Referring expression pointing data
* * *

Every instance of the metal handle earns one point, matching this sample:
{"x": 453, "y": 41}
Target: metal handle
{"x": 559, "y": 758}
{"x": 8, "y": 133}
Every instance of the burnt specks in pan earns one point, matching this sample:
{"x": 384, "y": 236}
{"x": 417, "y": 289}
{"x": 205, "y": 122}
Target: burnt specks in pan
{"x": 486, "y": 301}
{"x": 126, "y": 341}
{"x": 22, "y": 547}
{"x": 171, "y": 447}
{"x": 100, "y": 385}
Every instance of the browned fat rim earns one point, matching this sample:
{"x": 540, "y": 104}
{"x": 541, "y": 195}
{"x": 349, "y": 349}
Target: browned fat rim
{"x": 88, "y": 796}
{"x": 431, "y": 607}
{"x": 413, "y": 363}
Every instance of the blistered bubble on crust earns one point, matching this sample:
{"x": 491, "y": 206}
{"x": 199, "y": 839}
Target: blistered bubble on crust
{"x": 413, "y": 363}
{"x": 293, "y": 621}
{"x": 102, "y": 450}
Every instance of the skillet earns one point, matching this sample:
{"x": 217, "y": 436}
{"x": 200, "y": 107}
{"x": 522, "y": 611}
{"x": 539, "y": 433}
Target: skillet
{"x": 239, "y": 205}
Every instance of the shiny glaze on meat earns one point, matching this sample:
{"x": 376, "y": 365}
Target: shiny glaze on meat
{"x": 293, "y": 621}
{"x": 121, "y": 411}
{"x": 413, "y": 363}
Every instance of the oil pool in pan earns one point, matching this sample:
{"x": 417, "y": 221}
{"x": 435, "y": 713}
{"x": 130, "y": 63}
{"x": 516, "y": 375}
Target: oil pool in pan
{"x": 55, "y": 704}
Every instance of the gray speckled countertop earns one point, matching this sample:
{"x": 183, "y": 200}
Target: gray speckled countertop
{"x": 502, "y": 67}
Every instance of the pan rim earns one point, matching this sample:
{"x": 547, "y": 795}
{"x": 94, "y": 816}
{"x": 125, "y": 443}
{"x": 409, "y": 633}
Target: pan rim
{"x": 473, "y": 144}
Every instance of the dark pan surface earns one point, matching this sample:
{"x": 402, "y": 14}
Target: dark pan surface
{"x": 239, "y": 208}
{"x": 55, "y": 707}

* * *

Work to be completed: Transcribe the full set of records without altering a single character.

Solution:
Every instance of the metal handle earns one point, matching this sample:
{"x": 453, "y": 41}
Target: metal handle
{"x": 559, "y": 758}
{"x": 8, "y": 133}
Every instance of the burnt specks in pan earns one point, matching this sample:
{"x": 384, "y": 236}
{"x": 417, "y": 289}
{"x": 205, "y": 122}
Target: burnt specks in pan
{"x": 486, "y": 301}
{"x": 126, "y": 341}
{"x": 22, "y": 547}
{"x": 171, "y": 447}
{"x": 100, "y": 385}
Every instance of the browned fat rim earns one point, matching this sample:
{"x": 540, "y": 104}
{"x": 541, "y": 195}
{"x": 349, "y": 349}
Target: browned fat rim
{"x": 88, "y": 796}
{"x": 431, "y": 607}
{"x": 413, "y": 363}
Every instance of the blistered bubble on crust earns one point, matching this sample:
{"x": 491, "y": 206}
{"x": 199, "y": 839}
Target: blistered bubble on crust
{"x": 413, "y": 363}
{"x": 293, "y": 621}
{"x": 102, "y": 450}
Every instance of the skillet earns one point, matching this sample:
{"x": 217, "y": 436}
{"x": 200, "y": 107}
{"x": 522, "y": 611}
{"x": 539, "y": 433}
Target: skillet
{"x": 239, "y": 205}
Every instance of the shiny glaze on meat earns one point, matching this sample:
{"x": 376, "y": 365}
Target: shiny glaze on meat
{"x": 293, "y": 621}
{"x": 121, "y": 411}
{"x": 413, "y": 363}
Every instance of the oil pool in pan earns one point, matching this sample:
{"x": 417, "y": 221}
{"x": 435, "y": 713}
{"x": 130, "y": 63}
{"x": 516, "y": 375}
Target: oil pool in pan
{"x": 55, "y": 704}
Every instance of the gray speckled countertop earns one point, matching this sample:
{"x": 183, "y": 200}
Target: gray speckled countertop
{"x": 502, "y": 67}
Every instance of the pan rim earns one point, matching this sample:
{"x": 547, "y": 795}
{"x": 94, "y": 816}
{"x": 125, "y": 443}
{"x": 409, "y": 633}
Target: pan rim
{"x": 473, "y": 144}
Every instance of the dark pan surface earns one point, matching this sample:
{"x": 402, "y": 14}
Target: dark pan surface
{"x": 239, "y": 208}
{"x": 55, "y": 707}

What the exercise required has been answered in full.